* _Page extract_:
I look around, and I see another problem, though. It's not male privilege or power. Maybe clericalism was an issue before the Second Vatican Council, but these days, I don't see the priests and bishops having much power at all. They could pronounce the truths of the faith all they want, but few will pay much attention, or, if they do, it will be to heap scorn and vitriol. I see many priests and bishops bending over backwards not to be sexist, to be sensitive and affirming. I see too much empowerment of women and little or no correction of assertive women who may need it. I see too much of women running the show and at the same time undermining the Church's teaching on Holy Orders and the Eucharist.
There is a great tension in the Catholic Church as people grapple with what seems to be a vocations crisis in many quarters. It has been met with efforts to professionalize ministry with trained lay people, both women and men, who now do many of the things priests or religious used to do. When you have ratios like one priest to 1,000 people, there's a problem, but I'm not sure some of the fixes many people have in mind are good ones for the Church. There is a flattening out, a democratization, that I find troubling. I like hierarchy and proper authority.
This is not to say I don't have some sympathy for many of my cohorts of a certain age. We can all remember a time when you could literally not get credit without your father's or your husband's signature, or when gals like me with a good college education were sent to the secretarial pool and it never occurred to anyone to put us in the track to be become licensed account executives. We experienced some of the downside of patriarchy, where male privilege was assumed and sexism was a real problem in the work place and in the home. We were groomed to find someone to marry and it did not occur to people that we might want to be professors or doctors or journalists. Many women in my generation broke through those assumptions — for better or for worse, I don't know — but still see this big "glass ceiling" in the Church.

* _Questions to answer_:
- a) According to the passage on the Catholic Church, what ratio of priests to people signals a problem?
- b) Carry on the passage on the Catholic Church from the point where it stops.

* _Recorded data_:
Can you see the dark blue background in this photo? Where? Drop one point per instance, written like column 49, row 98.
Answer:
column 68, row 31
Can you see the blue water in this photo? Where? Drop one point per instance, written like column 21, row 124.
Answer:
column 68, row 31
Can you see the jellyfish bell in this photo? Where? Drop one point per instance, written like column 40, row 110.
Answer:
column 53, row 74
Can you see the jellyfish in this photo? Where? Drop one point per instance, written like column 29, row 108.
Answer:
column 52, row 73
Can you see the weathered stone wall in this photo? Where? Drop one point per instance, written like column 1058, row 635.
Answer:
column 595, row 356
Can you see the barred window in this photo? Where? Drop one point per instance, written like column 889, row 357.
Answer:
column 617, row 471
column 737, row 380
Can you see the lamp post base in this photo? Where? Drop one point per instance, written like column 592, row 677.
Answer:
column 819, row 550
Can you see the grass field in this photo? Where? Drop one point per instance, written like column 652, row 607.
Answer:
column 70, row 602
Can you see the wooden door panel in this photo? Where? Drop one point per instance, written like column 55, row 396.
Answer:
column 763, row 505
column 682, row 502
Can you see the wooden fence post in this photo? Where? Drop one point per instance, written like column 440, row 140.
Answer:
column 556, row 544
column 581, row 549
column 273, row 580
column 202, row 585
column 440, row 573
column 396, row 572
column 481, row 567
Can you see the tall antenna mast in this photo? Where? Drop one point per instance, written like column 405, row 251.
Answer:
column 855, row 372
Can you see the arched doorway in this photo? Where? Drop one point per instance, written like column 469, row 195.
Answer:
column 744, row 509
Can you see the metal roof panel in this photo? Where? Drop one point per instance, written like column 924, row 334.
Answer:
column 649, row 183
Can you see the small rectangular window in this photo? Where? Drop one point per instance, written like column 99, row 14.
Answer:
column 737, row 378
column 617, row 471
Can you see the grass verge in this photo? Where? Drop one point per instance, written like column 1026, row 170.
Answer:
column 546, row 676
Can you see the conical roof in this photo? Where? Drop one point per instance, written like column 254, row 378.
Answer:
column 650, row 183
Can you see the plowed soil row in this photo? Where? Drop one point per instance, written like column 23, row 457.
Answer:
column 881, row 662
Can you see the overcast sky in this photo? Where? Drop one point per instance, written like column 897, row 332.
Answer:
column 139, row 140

* _Answers to the exercises_:
- a) One priest to 1,000 people.

- b)
Today, I see the pendulum has swung too far in the opposite direction. Where, when I was growing up, men were automatically privileged, today men are devalued and fatherhood is diminished and even ridiculed in the popular media. The priesthood is smeared as a haven for pedophiles. Fathers are chumps. Women can do without them, even when it comes to raising children.
Look at most churches, even Catholic Churches, and what is the ratio of men to women? 60 women to 40 men? Lower than that? Why are men checking out? Why would they rather play golf or watch TV than go to church?
For many women in my age group, the fact that men are up there at the altar and heading the dioceses and running the Vatican like a male-only club feels like a slap in the face. Some resent the special status men have, when they do a lot of the real work in keeping a parish or a diocese running, but they have none of the real decision-making power or recognition.
I do not want to be a priest. But I do want to exercise some form of ministry in the priesthood of believers, a concept that for me is still imbued with evangelical connotations involving the exercise of supernatural spiritual gifts such as prophecy, discerning spirits, healing, evangelism and so on. It doesn't mean the same thing as it means to liberal Catholics, who want the priesthood of believers to be, for example, a democratic force to overturn strictures against artificial contraception or see the priesthood open to women.
So — for the Ordinariates — what role for women? When women ask to be empowered in the Church, what do they mean?